- Selection
════════════════════

These letters are further material by reason of their substance they reek with the vilest filth and show that they were written by one with the most loathsome and perverted nature, whose testimony was absolutely worthless, and whose depraved disposition could be depended upon to murder this little girl.

The substance of these letters corroborates the contention of movant and of his counsel, that the condition in which the girl's underclothes were found is the result of the work of the negro Jim Conley, and of him alone, the underclothes taken from the body of Mary Phagan being in the following condition: The inside seam of the drawers was cut, not with a sudden rip but deliberately, by one who must have taken his own time in doing it. The cut began at the lower right leg, continuing up across the crotch and partially down the left leg. The drawers, themselves, were extremely roomy. This left the little girl fully exposed, with the exception of a knitted undershirt which fitted next to her skin and which adhered closely to the skin. This knitted undershirt was also cut, the cut starting on the left side, extending up about four or five inches, then extending across the shirt to the left side. There was also a cut over one of the breasts of the shirt, which exposed the left breast. The drawers, themselves, show that they were cut and not torn, and, at the crotch, it can be seen where the knife slipped and the material itself was cut.

════════════════════

- Direction 1
Count the lines in the entries that contain the string "dirt", and reply with only the number.
The entries that come next have no connection to the passage above.

- Source data
════════════════════

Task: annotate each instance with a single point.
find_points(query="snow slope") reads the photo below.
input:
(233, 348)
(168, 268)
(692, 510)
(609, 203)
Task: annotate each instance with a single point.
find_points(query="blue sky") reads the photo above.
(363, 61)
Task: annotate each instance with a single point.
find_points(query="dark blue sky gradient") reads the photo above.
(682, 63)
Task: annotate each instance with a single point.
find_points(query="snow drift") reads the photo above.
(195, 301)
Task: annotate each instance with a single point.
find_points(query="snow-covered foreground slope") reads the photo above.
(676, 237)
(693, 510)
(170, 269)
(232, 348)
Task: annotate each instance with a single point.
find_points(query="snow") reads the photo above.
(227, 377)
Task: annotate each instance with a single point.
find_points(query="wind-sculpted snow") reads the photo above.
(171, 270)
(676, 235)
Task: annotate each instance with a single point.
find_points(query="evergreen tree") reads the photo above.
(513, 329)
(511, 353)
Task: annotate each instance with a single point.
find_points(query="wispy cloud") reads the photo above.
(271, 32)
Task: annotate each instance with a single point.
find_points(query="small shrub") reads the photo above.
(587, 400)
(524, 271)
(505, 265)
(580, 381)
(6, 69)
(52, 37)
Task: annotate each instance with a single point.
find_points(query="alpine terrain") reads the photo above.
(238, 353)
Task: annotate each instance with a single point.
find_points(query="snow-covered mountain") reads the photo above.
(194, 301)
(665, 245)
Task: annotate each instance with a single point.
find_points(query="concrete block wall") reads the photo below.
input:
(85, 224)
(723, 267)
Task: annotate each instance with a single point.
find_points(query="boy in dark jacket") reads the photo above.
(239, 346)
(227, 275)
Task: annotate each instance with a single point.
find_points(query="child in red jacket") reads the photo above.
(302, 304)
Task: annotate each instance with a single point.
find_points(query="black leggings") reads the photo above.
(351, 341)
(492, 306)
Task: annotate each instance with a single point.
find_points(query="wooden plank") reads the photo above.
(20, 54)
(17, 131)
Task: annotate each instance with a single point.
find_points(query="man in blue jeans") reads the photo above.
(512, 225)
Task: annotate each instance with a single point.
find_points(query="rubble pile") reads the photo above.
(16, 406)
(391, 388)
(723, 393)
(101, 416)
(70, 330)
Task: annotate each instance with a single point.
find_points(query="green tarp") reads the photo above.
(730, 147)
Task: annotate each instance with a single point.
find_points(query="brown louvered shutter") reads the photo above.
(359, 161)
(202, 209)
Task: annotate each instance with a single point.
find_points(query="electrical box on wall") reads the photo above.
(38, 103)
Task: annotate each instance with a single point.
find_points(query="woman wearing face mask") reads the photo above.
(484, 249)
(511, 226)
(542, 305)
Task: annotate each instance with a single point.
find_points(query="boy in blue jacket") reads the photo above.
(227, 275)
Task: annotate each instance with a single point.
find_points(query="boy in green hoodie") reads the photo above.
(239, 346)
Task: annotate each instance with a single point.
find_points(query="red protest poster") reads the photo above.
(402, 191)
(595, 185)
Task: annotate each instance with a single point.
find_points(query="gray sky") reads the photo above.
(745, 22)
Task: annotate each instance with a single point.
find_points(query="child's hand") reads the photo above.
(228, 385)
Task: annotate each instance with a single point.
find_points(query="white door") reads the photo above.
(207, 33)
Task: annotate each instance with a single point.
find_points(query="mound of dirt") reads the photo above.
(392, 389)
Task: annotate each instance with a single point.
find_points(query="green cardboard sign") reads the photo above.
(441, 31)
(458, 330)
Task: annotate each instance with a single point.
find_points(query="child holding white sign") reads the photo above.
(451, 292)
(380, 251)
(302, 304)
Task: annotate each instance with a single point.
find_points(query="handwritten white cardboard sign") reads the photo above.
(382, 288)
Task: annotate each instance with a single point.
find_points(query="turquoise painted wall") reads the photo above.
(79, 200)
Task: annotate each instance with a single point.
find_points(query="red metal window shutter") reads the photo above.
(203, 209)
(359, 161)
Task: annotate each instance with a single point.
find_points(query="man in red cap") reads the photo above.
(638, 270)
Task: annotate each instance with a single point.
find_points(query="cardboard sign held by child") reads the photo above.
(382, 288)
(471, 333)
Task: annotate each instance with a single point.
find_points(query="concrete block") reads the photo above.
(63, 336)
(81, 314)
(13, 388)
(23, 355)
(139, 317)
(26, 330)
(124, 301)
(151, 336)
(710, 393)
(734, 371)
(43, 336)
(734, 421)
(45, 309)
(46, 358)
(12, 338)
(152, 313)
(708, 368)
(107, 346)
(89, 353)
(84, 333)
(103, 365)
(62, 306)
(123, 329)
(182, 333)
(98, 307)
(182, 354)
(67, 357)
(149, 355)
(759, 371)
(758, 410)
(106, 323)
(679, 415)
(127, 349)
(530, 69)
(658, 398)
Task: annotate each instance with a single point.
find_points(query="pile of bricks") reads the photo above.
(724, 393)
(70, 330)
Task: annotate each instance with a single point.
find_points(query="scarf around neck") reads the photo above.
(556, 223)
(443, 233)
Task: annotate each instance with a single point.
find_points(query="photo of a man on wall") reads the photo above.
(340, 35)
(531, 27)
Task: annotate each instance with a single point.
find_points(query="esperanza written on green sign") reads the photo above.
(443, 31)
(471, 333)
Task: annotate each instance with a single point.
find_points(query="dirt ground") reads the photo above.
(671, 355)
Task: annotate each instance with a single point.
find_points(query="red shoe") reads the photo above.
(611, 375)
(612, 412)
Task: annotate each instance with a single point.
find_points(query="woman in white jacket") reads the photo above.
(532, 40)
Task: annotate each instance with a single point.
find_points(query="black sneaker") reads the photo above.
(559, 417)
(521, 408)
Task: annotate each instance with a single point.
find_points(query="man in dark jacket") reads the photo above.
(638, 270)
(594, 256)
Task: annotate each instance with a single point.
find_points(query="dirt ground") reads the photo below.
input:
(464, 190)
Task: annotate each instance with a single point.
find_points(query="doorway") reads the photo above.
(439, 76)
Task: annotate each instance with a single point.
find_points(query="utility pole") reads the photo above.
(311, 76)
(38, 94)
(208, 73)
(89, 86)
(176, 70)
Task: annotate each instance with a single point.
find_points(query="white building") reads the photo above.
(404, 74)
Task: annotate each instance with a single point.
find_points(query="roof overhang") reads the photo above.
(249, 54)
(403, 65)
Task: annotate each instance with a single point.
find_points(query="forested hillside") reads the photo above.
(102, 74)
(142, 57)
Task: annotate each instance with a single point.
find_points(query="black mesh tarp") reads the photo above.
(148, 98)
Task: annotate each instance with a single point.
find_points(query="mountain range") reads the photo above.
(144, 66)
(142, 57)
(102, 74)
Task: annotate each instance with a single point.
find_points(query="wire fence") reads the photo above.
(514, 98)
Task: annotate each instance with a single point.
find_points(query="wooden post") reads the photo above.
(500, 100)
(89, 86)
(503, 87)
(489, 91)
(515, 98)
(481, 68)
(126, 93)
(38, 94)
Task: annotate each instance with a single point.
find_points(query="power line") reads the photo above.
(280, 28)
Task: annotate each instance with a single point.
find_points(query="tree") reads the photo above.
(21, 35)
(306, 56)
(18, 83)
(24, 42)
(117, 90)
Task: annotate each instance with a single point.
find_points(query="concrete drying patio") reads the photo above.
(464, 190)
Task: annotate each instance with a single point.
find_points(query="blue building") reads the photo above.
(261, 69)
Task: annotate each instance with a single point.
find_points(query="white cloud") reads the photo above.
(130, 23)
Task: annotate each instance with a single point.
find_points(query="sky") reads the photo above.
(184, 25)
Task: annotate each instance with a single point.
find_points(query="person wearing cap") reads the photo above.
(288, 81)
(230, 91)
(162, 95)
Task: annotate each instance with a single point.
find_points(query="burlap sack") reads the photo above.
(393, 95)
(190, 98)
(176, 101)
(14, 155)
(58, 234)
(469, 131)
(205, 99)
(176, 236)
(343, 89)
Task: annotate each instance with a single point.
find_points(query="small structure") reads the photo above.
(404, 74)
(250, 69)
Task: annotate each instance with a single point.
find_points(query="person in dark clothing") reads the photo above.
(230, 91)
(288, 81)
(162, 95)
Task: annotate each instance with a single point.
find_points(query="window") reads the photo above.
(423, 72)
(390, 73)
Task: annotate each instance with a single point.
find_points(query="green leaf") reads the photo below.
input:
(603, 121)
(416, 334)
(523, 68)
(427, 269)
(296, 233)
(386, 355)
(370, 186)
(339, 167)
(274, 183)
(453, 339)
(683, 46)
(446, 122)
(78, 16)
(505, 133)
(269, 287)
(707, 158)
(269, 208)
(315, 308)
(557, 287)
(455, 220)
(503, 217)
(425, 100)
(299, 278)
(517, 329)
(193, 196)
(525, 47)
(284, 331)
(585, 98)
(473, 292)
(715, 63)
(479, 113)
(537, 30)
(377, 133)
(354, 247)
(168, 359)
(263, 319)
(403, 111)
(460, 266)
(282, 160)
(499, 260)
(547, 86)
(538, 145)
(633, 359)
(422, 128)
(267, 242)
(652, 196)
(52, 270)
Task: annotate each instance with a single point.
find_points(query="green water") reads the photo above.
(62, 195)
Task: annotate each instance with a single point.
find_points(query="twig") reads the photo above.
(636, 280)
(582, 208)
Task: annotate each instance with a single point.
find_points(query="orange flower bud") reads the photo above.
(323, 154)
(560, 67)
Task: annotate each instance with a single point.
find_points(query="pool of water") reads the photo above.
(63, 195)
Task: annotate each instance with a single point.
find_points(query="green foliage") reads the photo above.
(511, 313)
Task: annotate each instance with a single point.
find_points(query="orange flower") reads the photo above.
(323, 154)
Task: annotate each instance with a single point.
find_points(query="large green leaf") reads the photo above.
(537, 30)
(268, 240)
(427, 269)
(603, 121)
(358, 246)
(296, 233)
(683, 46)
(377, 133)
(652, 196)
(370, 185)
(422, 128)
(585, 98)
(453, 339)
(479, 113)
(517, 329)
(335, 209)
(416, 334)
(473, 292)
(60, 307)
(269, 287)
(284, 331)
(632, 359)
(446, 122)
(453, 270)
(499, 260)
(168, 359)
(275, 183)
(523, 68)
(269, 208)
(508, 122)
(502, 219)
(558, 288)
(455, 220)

════════════════════

- Direction 2
According to the passage above, where did the cut in the drawers begin?

- Reply 1
3

- Reply 2
At the lower right leg.